### EXTRAIT DU TEXTE:
La proportion des communes en grave difficulté financière n’a pas augmenté en 2015, mais elle demeure préoccupante. Par exemple, 77 villes de 20 000 à 50 000 habitants, soit 23 % du total, et 4 villes de plus de 100 000 habitants sur 39 ont affiché une épargne nette négative. Le nombre des départements qui connaissent une situation financière délicate est en hausse. Ainsi, en 2015, huit départements présentaient une capacité d’autofinancement négative, au lieu de cinq l’année précédente – qui sont demeurés dans cette situation pour la deuxième année consécutive.

En outre, l’amélioration globale, quoique contrastée, que l’on observe en 2015 pourrait ne pas se poursuivre en 2016. Trois constats expliquent la prudence de la Cour sur ce point.

Premièrement, l’exercice prospectif conduit dans le cadre du rapport montre que les collectivités vont subir un durcissement de la contrainte pesant sur leur gestion, du fait d’une baisse plus forte – de 2,9 milliards d’euros – de l’ensemble des transferts financiers de l’État, et peut-être d’un moindre dynamisme de leurs recettes fiscales.

Par ailleurs, leurs dépenses de fonctionnement devront intégrer les conséquences financières des mesures prises au niveau national touchant non seulement la fonction publique, mais aussi l’organisation territoriale : le regroupement des régions, le resserrement de la carte intercommunale, la création de treize métropoles, les prochains transferts de compétences des départements aux régions.

Enfin, la reprise de l’investissement local, rendue possible par un effet de cycle au sein du bloc communal, ne sera vraisemblablement pas sans conséquence sur la situation financière des collectivités territoriales et de leurs groupements.

Dans ce contexte, la Cour recommande de nouveau aux collectivités de poursuivre leurs efforts de maîtrise des dépenses de fonctionnement. Il s’agit en effet du principal levier dont elles disposeront pour préserver leur capacité d’autofinancement.

### DONNÉES FOURNIES:
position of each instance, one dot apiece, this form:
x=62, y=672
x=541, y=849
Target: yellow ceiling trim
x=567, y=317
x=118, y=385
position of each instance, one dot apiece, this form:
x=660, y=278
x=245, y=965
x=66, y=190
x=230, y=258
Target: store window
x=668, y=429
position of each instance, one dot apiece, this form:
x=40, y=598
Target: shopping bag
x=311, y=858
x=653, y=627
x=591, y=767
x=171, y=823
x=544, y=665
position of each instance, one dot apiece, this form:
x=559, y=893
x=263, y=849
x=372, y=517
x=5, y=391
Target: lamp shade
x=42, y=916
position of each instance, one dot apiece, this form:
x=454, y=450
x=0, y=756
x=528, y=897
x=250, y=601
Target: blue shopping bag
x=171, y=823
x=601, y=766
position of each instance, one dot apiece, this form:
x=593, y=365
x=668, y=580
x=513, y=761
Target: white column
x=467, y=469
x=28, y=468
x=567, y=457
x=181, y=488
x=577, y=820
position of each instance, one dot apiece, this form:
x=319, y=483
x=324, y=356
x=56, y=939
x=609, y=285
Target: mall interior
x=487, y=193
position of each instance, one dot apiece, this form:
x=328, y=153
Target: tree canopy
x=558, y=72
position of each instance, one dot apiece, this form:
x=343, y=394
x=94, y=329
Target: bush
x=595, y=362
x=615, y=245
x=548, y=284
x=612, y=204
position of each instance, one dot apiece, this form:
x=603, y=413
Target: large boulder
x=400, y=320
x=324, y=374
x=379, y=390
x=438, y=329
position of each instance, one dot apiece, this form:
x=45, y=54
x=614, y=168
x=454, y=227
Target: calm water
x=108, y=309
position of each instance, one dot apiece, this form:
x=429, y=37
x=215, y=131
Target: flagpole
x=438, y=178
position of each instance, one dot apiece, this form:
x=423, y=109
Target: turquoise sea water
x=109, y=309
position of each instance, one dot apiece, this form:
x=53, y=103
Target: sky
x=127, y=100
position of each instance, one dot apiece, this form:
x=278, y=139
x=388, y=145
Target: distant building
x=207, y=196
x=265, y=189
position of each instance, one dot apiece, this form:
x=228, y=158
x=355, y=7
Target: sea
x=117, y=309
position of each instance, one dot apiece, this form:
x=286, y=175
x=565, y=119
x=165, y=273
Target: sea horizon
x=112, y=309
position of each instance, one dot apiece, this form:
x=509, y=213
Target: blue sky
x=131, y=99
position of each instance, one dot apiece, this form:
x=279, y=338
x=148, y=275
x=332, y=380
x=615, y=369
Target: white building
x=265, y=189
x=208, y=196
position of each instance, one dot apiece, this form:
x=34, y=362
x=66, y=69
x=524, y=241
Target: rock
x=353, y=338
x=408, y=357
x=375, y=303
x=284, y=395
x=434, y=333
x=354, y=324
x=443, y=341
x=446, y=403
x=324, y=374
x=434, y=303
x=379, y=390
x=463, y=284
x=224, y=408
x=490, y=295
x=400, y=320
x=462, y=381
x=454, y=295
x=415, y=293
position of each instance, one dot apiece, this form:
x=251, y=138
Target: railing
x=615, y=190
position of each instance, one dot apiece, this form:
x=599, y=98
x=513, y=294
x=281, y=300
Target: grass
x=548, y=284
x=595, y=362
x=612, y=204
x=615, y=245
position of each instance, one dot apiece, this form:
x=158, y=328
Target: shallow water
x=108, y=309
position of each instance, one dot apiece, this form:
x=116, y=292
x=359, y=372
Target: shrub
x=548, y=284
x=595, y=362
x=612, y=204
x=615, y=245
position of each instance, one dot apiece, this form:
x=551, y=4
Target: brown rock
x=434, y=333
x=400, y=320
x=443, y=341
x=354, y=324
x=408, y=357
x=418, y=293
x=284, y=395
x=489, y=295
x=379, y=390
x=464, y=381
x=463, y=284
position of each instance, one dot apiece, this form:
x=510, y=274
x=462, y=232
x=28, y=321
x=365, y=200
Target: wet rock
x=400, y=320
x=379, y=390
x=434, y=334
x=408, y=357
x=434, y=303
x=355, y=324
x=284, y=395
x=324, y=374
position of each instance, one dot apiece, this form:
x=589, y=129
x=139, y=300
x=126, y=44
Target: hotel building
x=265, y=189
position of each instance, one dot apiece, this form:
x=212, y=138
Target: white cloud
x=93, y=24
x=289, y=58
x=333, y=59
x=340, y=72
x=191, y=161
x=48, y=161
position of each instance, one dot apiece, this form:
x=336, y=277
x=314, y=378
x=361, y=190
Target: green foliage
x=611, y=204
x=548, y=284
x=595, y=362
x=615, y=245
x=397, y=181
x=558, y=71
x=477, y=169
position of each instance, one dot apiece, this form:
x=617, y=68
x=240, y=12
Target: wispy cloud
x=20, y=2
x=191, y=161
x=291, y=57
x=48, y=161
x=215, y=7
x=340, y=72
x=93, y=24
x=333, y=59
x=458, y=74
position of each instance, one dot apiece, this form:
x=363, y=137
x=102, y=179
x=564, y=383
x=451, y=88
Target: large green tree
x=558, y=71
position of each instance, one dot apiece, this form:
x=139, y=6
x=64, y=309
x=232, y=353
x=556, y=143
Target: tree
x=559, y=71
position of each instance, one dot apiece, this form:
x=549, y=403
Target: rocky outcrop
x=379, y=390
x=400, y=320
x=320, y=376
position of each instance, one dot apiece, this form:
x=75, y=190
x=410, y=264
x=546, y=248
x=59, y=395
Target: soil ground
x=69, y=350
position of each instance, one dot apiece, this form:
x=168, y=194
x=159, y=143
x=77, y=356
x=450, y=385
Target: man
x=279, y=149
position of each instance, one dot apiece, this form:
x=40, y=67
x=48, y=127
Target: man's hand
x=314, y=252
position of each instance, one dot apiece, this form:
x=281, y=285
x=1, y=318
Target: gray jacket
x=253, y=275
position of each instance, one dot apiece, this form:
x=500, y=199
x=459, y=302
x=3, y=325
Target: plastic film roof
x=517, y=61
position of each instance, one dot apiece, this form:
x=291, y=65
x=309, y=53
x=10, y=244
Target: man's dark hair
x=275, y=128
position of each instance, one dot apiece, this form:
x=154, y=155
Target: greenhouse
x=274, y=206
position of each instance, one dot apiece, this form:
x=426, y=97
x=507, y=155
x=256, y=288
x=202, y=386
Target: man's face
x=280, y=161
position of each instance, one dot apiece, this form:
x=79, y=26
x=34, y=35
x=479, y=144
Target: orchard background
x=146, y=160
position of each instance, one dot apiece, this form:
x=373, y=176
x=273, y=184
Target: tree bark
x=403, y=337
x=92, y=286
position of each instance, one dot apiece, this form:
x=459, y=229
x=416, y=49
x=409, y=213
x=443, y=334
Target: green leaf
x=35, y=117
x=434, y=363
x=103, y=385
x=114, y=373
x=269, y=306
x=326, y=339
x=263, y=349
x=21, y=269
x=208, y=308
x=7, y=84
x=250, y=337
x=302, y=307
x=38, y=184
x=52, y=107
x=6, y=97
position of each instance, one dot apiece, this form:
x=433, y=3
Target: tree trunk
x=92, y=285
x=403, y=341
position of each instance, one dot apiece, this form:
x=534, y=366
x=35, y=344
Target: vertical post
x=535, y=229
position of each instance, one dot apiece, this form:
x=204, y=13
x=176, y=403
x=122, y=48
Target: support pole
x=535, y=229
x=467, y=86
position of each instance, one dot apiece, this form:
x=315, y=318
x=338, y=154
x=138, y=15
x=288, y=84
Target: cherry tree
==
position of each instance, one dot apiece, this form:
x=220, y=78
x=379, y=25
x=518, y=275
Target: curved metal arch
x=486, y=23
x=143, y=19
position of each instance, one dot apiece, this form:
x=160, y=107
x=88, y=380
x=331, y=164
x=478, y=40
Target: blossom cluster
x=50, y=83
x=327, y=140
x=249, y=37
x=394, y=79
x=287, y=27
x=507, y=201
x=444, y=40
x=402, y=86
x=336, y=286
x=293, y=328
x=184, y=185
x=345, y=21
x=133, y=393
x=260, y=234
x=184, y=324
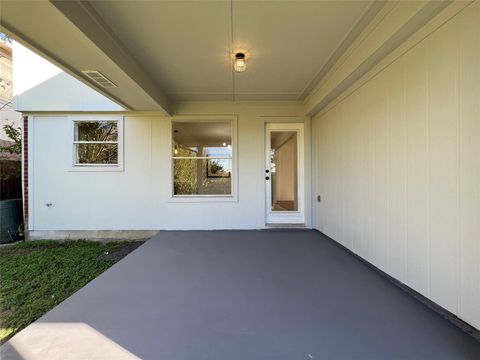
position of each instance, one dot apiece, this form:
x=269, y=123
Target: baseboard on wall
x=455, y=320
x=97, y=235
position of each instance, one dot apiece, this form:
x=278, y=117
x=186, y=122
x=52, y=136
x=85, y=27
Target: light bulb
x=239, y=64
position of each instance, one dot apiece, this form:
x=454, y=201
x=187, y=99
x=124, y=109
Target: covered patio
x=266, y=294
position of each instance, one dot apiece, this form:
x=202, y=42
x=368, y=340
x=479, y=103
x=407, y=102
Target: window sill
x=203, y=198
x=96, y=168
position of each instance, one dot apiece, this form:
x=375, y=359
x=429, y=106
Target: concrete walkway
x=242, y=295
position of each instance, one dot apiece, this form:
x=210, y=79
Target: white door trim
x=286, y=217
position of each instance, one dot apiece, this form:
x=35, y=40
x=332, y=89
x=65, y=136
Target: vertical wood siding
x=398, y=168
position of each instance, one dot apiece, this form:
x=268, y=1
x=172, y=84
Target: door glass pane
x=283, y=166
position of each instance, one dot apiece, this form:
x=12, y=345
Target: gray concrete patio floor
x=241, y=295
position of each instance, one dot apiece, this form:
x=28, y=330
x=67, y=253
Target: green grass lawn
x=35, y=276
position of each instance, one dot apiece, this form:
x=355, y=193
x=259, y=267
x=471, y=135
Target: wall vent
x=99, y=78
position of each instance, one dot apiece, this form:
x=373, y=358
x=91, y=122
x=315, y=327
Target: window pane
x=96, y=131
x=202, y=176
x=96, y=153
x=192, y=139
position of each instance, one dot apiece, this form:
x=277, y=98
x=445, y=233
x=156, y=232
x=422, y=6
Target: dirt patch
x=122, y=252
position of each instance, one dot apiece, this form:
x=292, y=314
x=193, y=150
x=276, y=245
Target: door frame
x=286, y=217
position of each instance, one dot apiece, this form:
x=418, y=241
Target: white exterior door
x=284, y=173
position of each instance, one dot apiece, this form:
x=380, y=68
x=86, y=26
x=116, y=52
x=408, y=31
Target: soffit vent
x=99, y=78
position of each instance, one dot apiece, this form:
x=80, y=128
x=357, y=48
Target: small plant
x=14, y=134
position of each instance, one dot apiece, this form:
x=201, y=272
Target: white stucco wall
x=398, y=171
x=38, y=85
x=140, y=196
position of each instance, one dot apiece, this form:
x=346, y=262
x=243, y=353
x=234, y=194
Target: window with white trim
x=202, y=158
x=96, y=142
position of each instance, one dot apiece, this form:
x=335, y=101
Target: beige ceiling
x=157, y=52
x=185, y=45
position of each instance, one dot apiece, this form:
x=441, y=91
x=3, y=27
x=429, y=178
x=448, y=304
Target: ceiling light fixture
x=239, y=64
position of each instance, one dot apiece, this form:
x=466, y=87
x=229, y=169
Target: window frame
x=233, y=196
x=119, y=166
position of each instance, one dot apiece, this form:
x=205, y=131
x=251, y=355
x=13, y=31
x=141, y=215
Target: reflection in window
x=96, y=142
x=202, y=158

### CONSIGNE 1:
Recopiez fidèlement le passage de l'extrait sur les finances des collectivités qui débute aux mots « Par ailleurs, leurs » et se termine après « leur capacité d’autofinancement. ».
### CONSIGNE 2:
D'après l'extrait sur les finances des collectivités, combien de départements avaient une capacité d'autofinancement négative en 2015 ?

### RÉPONSE 1:
Par ailleurs, leurs dépenses de fonctionnement devront intégrer les conséquences financières des mesures prises au niveau national touchant non seulement la fonction publique, mais aussi l’organisation territoriale : le regroupement des régions, le resserrement de la carte intercommunale, la création de treize métropoles, les prochains transferts de compétences des départements aux régions.

Enfin, la reprise de l’investissement local, rendue possible par un effet de cycle au sein du bloc communal, ne sera vraisemblablement pas sans conséquence sur la situation financière des collectivités territoriales et de leurs groupements.

Dans ce contexte, la Cour recommande de nouveau aux collectivités de poursuivre leurs efforts de maîtrise des dépenses de fonctionnement. Il s’agit en effet du principal levier dont elles disposeront pour préserver leur capacité d’autofinancement.

### RÉPONSE 2:
Huit départements.